Кто не размышлял над этим фактом: вот задан трем-четырем мальчуганам, помещенным на ‘братской квартире’ (есть такие), ‘Бежин луг’, — и усиленно, при свете лампы, они учат диалоги тех мальчуганов на ‘Бежином лугу’, как и что сказал один и что ответил ему другой, чего они оба испугались. Имена мальчиков, которые случайно избрал Тургенев, ‘Митя’ там или ‘Петя’, нужно твердо знать: если их переврешь назавтра, уже не получишь ‘пяти’ за ответ, пожалуй, даже получишь ‘три’, а между тем, при легкости урока, следует именно завтра запастись ‘пятеркой’, т.е. уже заранее поправить возможную и даже вероятную ‘единицу’ ‘в том месяце’. Все это отчетливо и твердо соображается тремя-четырьмя мальчуганами, уже чуть-чуть хитрыми, дальновидными, лукавыми, ‘искусившимися’ за три протекших года учения: они теперь в 4-м классе. И с усилием, до боли в голове — потому что это они приготовляют к завтрему пятый урок- они учат, что мальчики на ‘Бежином лугу’ испугались водяного или разговаривали об ‘утопленнике’. Хорошо не помнится, но они назавтра не должны в этом сбиться…
Но вот все трое-четверо, — заметив, что старушка, за ними ‘наблюдающая’ на ‘братской квартире’, заснула, — осторожно, на цыпочках, выходят в сени, на улицу, дальше, за околицу, и, пробежав несколько улиц города, действительно переживают ‘Бежин луг’, — переживают поэтичнейшие 3-4 часа теплой осенней ночи, вбегая в опушку черного стоящего леса и с визгом неистового страха выскакивая оттуда назад, купаясь в теплой, до странности теплой, как парное молоко, воде настоящего озера, т. е. озера не из ‘Бежина луга’, но где-нибудь около Борисоглебска… На другой день все узнано: наказание, строжайшее наказание, почти исключение из гимназии, и, конечно, ‘единица’ из ‘русского языка и словесности’…
Между тем ведь для чего-то избран, из всего словесного ‘матерьяла’ как составителем ‘учебного руководства’, так и учителем, задавшим урок, именно ‘Бежин луг’, ведь не за один же ‘слог’ он избран. Поманила поэтичность самой, переданной в слове, жизненной сцены, почувствовалось что-то воспитательное в этой сцене. Но вот именно почувствовалось все это лишь как предмет классного представления и книжного ‘изложения’, исключительно ‘до сих пор’ и не далее, и здесь — мертвая петля, где давится вся новая педагогика и где она все живое давит собою. Кроме тенденций к книжности, здесь действует, кажется, страх перед всем не отмеренным и чего нельзя отмерить.

Задания
• A. В каком классе учатся мальчики, о которых идет речь в отрывке?
• B. Почему, согласно отрывку, мальчикам важно получить «пятерку» именно на следующий день? Объясните в одном–трех предложениях.
Строки из исходных данных здесь не используются.

Исходные данные
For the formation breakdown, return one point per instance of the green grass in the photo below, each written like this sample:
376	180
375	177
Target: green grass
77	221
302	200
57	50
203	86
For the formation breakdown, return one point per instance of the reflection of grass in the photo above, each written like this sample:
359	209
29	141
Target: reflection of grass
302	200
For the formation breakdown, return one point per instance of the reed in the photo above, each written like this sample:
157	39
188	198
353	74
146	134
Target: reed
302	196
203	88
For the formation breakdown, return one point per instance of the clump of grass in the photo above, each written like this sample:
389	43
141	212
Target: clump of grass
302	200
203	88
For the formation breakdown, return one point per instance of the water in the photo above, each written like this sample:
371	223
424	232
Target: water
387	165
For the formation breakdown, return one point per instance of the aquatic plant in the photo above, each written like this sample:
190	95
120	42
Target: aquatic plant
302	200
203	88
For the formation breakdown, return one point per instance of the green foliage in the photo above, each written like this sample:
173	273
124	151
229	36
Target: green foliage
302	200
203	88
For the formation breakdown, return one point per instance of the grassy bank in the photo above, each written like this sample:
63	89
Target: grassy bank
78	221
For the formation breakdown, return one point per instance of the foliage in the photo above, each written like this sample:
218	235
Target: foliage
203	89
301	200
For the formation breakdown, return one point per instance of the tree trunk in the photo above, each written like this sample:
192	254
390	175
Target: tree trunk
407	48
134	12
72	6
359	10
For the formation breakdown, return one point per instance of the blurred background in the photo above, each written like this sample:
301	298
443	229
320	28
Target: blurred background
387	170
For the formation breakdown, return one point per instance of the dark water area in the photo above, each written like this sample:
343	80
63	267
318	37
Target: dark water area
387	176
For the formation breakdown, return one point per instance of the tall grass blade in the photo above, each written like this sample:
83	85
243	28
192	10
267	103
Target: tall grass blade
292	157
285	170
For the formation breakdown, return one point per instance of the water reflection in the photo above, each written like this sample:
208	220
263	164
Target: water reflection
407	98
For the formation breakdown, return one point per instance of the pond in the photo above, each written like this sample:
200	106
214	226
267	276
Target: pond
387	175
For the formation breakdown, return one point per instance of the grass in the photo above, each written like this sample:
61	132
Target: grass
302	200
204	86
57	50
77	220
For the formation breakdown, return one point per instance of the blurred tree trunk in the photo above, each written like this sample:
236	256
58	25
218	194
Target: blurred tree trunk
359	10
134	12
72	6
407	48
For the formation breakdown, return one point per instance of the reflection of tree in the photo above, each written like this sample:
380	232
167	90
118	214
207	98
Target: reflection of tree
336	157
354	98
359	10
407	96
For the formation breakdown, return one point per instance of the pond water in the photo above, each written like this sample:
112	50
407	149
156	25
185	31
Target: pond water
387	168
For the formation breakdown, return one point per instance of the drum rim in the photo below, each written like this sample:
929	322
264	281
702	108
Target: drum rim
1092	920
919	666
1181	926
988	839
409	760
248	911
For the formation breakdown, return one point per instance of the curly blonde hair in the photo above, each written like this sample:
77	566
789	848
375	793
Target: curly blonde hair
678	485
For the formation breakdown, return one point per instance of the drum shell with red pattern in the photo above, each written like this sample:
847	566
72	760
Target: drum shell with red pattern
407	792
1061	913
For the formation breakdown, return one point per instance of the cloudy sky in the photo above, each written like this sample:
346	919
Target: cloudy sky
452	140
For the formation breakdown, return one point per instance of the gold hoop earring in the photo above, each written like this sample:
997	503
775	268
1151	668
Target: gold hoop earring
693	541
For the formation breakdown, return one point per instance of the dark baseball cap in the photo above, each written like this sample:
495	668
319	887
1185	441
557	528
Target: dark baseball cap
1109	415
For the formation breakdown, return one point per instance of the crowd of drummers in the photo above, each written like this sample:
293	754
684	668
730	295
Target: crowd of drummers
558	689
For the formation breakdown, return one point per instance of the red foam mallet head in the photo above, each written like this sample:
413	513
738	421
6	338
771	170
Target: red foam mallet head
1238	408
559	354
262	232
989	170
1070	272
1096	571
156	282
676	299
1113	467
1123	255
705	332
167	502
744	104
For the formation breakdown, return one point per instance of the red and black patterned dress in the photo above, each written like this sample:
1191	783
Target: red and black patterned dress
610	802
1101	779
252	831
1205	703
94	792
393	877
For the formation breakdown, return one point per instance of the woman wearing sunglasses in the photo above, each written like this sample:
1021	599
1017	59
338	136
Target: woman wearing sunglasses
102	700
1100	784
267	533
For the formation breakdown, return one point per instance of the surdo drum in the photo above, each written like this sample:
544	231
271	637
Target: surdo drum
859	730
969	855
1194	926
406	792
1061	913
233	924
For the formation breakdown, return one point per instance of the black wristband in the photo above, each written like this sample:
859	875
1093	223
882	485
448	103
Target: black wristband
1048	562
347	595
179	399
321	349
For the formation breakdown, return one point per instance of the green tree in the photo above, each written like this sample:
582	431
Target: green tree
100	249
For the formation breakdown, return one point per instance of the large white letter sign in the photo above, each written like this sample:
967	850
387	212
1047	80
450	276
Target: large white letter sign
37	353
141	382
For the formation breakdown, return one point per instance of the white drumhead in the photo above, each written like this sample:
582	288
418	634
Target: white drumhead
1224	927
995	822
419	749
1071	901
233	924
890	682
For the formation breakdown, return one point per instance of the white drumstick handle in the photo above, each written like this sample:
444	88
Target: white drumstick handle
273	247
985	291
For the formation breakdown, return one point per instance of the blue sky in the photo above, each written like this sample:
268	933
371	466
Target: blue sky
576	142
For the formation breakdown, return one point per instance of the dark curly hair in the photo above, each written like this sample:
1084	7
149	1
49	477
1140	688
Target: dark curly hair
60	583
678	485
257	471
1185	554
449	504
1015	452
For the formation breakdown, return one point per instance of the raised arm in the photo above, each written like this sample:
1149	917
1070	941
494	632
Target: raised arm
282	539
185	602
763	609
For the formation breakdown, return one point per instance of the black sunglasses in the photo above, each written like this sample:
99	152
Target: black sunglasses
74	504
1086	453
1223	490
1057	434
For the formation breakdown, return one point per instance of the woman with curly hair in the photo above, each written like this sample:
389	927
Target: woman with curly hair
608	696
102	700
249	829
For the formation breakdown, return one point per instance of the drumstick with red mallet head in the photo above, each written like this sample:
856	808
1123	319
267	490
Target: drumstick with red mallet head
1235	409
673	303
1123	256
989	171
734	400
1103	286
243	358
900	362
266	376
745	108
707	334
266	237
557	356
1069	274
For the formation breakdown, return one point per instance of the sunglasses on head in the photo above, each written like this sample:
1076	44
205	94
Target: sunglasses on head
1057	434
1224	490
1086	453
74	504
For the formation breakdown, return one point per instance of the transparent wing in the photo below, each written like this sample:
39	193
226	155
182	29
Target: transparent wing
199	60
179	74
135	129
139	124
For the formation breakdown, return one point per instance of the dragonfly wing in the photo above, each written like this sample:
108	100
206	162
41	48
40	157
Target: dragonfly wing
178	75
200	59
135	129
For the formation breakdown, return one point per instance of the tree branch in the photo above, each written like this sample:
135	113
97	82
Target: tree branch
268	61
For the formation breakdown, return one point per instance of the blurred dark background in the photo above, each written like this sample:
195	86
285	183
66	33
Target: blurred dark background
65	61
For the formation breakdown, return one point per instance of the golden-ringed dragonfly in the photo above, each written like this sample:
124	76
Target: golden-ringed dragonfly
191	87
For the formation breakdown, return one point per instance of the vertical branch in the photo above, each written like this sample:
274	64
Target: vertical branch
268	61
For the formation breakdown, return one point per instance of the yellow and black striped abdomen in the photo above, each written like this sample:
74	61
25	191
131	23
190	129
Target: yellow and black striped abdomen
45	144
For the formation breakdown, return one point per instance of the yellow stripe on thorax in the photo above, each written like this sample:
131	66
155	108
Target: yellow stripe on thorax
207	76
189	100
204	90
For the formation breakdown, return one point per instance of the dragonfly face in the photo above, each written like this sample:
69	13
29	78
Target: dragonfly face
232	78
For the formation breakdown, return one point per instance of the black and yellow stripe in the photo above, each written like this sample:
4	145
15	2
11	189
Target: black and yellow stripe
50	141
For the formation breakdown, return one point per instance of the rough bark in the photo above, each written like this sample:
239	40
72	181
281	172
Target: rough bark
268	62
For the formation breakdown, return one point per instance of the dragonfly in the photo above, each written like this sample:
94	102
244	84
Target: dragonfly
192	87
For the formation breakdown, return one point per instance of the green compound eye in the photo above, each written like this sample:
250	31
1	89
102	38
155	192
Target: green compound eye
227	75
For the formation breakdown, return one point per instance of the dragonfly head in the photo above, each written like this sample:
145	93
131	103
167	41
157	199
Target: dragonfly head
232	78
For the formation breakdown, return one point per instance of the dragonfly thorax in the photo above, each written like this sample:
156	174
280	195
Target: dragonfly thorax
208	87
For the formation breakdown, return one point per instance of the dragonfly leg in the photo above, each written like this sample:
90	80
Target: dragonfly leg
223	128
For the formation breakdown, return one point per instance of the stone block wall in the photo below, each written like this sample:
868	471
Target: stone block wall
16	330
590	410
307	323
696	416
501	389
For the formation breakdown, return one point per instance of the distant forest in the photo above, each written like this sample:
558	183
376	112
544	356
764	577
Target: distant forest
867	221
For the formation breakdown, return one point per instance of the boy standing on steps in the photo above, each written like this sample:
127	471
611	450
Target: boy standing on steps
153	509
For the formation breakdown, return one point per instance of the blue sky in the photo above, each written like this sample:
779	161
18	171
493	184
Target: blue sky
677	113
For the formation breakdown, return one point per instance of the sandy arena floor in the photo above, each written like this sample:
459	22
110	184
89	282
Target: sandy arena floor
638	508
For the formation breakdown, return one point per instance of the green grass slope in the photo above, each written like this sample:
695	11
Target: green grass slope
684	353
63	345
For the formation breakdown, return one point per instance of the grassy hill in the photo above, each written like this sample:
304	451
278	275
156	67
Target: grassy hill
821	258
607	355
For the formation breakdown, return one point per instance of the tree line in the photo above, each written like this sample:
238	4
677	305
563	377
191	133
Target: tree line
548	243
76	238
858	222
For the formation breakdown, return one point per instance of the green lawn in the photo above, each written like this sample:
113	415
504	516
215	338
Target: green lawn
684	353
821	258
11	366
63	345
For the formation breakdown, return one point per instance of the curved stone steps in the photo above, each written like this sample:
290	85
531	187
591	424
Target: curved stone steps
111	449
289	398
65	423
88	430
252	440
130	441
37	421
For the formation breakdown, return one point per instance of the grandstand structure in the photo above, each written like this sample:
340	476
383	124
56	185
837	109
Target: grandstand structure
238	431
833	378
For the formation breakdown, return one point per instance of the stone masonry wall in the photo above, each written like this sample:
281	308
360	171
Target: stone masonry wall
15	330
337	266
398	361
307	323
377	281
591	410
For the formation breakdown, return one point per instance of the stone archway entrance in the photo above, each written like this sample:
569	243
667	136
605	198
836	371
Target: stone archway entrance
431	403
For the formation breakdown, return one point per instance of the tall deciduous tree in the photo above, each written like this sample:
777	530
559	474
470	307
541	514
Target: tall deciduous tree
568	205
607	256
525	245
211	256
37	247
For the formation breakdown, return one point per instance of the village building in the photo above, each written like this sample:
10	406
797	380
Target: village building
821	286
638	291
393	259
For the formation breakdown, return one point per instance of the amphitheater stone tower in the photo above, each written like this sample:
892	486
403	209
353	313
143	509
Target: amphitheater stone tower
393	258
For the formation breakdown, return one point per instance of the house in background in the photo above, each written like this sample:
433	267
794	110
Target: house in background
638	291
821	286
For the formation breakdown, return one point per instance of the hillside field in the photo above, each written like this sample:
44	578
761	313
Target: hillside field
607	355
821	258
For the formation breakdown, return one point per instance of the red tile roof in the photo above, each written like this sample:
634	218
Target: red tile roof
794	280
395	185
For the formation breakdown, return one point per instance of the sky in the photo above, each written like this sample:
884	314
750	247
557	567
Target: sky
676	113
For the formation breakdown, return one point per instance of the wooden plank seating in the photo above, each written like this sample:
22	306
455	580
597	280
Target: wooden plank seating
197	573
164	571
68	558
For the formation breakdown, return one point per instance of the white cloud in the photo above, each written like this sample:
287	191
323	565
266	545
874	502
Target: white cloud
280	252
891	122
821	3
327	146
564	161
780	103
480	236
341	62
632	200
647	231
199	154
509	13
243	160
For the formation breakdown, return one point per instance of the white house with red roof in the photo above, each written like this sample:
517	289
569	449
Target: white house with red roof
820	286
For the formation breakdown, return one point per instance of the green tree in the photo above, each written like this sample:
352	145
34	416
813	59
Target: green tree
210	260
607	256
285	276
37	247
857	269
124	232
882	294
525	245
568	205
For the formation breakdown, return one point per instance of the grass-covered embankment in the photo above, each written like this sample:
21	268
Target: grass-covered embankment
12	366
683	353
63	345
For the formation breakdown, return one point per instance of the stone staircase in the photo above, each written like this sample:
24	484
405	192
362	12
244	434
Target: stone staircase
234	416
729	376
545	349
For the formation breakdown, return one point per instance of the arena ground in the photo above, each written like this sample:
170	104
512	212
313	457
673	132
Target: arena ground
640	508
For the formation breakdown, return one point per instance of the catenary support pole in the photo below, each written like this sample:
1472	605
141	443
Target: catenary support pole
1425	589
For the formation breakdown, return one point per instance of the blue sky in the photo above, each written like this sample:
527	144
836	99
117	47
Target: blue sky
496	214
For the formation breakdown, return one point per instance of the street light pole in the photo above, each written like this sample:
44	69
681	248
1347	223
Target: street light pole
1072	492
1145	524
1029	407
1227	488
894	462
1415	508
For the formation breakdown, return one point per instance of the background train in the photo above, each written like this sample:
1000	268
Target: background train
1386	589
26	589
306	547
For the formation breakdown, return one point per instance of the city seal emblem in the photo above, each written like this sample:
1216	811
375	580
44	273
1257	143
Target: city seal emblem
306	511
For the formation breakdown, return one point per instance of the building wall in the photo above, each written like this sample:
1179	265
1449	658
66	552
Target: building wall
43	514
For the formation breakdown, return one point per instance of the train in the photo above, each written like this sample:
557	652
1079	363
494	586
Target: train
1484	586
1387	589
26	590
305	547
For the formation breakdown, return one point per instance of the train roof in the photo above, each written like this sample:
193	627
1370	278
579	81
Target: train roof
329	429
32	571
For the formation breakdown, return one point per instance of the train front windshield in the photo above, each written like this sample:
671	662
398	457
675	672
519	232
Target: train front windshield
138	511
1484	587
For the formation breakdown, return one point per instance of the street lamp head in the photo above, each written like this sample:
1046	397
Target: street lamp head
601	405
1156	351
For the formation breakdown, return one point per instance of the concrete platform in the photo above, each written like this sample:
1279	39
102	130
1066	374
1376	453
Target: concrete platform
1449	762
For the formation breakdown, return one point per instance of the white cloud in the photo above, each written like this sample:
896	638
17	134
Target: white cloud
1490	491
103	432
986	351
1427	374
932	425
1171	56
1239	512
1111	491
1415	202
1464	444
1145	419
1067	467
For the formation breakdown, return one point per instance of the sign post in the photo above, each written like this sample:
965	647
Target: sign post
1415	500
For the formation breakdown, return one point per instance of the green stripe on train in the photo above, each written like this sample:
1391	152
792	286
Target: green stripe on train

Ответы
• A. В 4-м классе.

• B. Урок легкий, поэтому завтра удобно запастись «пятеркой». Она заранее поправит возможную и даже вероятную «единицу» в том месяце.